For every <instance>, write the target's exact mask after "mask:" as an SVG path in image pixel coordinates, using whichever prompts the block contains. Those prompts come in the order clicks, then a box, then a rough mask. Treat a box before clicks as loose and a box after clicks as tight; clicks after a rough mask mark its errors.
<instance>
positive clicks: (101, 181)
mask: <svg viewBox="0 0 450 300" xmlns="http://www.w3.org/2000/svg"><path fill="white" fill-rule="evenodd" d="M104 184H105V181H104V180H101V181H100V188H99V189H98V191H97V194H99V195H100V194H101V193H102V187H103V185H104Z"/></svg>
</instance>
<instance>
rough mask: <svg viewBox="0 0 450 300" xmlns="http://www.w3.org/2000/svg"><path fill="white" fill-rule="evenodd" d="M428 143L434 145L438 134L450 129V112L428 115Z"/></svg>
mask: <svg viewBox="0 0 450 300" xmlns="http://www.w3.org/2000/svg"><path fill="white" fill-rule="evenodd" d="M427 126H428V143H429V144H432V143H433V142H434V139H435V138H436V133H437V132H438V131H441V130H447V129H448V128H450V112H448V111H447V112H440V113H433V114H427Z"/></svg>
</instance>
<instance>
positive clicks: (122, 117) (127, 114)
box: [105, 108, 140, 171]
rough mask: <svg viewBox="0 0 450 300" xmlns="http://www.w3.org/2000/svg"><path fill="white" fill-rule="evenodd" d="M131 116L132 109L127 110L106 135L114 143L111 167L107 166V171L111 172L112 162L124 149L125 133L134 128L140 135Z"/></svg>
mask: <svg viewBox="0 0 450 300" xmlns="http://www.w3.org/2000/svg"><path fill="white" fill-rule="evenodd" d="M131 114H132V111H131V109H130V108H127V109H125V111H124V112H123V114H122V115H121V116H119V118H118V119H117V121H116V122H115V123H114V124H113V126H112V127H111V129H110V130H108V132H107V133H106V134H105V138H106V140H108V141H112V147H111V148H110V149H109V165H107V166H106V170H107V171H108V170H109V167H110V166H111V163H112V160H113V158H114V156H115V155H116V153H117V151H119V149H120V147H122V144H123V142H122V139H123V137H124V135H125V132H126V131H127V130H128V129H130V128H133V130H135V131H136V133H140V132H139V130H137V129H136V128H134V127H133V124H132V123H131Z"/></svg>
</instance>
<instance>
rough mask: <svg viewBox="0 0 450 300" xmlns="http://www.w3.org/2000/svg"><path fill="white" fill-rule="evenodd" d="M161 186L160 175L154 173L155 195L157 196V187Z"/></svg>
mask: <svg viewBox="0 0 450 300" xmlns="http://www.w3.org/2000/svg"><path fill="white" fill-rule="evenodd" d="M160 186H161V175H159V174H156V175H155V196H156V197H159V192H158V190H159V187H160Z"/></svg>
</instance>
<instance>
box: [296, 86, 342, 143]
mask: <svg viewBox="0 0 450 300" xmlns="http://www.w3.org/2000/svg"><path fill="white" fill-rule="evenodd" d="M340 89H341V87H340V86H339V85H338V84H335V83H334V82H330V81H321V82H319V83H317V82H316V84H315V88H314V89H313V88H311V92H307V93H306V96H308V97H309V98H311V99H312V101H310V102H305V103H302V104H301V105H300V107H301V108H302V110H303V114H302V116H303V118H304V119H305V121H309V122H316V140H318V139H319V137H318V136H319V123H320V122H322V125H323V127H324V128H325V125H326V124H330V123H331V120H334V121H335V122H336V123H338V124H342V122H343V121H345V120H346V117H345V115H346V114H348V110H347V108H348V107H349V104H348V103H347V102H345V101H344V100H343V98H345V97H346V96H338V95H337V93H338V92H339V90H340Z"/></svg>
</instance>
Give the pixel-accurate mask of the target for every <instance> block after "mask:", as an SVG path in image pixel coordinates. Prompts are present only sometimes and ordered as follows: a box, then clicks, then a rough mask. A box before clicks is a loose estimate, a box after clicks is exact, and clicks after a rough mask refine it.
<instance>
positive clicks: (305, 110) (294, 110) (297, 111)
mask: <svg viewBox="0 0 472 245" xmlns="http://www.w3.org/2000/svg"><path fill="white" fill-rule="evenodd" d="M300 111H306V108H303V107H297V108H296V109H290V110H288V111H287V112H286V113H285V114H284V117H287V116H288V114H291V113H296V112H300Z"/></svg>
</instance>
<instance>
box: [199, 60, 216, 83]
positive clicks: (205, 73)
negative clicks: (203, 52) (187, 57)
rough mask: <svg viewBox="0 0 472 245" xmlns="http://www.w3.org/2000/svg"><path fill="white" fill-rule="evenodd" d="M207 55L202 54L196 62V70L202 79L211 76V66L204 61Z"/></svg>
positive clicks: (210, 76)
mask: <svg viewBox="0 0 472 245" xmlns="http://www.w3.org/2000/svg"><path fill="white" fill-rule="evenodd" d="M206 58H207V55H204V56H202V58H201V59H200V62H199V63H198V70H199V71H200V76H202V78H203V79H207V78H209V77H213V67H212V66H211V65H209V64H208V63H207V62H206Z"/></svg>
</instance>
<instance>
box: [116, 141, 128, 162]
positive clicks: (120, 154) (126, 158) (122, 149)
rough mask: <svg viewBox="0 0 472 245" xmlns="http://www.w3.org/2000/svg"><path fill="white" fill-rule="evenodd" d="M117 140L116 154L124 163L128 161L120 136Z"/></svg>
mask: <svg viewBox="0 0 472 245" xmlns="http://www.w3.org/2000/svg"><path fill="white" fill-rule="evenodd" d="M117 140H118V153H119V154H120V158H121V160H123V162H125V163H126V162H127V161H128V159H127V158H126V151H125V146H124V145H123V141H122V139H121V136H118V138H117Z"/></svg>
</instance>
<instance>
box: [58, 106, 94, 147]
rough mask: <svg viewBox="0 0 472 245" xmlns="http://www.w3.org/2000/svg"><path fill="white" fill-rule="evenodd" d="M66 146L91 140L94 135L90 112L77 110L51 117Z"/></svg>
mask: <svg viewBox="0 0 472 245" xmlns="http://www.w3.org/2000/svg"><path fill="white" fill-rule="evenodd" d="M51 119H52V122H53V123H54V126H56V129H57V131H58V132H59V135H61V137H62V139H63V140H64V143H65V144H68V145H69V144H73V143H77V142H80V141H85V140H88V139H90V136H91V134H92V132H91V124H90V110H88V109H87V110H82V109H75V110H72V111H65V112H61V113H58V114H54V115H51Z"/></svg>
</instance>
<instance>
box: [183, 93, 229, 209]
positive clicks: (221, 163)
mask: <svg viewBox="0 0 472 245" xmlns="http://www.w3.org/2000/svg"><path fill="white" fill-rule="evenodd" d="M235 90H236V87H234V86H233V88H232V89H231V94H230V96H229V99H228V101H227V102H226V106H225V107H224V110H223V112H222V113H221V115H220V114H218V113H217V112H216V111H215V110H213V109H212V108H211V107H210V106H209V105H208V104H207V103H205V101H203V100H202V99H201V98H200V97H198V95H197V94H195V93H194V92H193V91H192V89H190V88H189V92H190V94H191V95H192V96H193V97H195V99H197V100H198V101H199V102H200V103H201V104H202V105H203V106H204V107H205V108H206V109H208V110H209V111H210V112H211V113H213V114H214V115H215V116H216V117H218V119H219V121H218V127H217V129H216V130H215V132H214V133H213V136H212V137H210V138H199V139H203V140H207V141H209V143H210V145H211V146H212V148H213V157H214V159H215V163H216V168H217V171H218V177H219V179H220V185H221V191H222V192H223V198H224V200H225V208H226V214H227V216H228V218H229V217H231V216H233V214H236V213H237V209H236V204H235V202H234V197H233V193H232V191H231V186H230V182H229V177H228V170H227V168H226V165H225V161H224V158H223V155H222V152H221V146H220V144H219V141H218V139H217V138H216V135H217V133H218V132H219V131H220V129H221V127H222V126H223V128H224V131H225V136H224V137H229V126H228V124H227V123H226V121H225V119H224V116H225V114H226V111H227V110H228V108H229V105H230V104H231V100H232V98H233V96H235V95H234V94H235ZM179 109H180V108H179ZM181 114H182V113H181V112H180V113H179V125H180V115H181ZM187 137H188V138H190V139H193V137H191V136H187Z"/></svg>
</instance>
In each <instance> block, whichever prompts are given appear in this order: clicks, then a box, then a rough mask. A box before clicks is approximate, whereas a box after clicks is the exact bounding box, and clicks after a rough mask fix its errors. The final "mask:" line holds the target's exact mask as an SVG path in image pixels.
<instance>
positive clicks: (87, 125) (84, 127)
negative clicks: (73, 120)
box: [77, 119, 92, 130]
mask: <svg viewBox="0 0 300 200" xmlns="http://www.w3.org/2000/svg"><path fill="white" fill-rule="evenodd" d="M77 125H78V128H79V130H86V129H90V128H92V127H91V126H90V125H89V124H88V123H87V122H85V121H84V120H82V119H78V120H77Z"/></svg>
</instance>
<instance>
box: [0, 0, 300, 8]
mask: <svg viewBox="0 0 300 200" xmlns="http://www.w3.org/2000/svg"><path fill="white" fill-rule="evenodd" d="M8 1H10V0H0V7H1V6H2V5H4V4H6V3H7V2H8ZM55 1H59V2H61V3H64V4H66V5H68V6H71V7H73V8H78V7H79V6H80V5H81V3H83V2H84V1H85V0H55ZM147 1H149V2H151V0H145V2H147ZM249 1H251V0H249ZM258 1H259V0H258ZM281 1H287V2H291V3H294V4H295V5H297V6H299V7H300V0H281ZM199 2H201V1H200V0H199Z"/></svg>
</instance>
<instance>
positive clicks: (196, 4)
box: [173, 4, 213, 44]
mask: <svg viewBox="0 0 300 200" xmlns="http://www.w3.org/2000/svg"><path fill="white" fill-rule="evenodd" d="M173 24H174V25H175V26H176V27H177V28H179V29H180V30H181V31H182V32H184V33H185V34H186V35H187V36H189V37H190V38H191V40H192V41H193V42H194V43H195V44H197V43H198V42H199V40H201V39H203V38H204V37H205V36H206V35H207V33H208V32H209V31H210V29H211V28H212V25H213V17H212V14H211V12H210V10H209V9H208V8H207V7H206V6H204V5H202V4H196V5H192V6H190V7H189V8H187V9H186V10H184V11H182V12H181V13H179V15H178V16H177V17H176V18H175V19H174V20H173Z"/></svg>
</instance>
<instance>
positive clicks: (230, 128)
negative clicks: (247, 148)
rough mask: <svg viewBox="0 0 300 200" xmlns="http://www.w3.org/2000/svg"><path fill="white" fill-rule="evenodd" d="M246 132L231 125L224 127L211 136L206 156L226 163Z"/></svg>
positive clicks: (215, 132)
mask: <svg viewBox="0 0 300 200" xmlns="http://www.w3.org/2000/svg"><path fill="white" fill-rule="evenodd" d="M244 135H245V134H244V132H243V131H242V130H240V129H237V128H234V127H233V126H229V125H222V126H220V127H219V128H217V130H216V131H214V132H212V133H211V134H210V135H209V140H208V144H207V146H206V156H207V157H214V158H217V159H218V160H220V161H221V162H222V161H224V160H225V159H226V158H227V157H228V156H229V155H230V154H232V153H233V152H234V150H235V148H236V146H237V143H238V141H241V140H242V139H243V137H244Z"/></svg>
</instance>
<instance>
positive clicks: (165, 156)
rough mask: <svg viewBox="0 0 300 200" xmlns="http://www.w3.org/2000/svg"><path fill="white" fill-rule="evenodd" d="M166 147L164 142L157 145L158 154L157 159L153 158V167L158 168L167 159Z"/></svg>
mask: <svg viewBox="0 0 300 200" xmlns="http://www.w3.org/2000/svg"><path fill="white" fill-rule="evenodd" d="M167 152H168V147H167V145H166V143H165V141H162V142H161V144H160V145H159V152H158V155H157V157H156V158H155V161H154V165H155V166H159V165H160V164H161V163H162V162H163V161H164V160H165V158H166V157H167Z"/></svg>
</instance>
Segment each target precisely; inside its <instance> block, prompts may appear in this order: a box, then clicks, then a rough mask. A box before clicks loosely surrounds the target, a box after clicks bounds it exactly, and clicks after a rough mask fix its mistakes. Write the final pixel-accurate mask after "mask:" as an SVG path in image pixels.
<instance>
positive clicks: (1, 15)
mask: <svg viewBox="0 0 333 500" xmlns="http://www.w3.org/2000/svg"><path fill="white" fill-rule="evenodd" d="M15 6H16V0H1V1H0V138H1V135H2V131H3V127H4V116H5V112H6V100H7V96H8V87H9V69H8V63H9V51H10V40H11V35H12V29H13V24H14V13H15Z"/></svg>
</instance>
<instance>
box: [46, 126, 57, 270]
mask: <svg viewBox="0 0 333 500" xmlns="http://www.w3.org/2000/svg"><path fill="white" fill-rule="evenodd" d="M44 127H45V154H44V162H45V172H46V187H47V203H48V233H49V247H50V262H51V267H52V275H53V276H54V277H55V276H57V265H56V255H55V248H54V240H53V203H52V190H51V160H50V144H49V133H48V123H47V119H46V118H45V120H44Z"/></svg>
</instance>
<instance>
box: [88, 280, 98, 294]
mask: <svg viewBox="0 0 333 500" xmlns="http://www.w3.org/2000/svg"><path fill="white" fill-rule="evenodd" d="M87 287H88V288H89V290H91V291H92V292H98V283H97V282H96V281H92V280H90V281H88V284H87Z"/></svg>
· · · · · · ·
* **What you should do**:
How many lines of the records contain the string "negative", with case counting? Give only the number.

* **Solution for this problem**:
3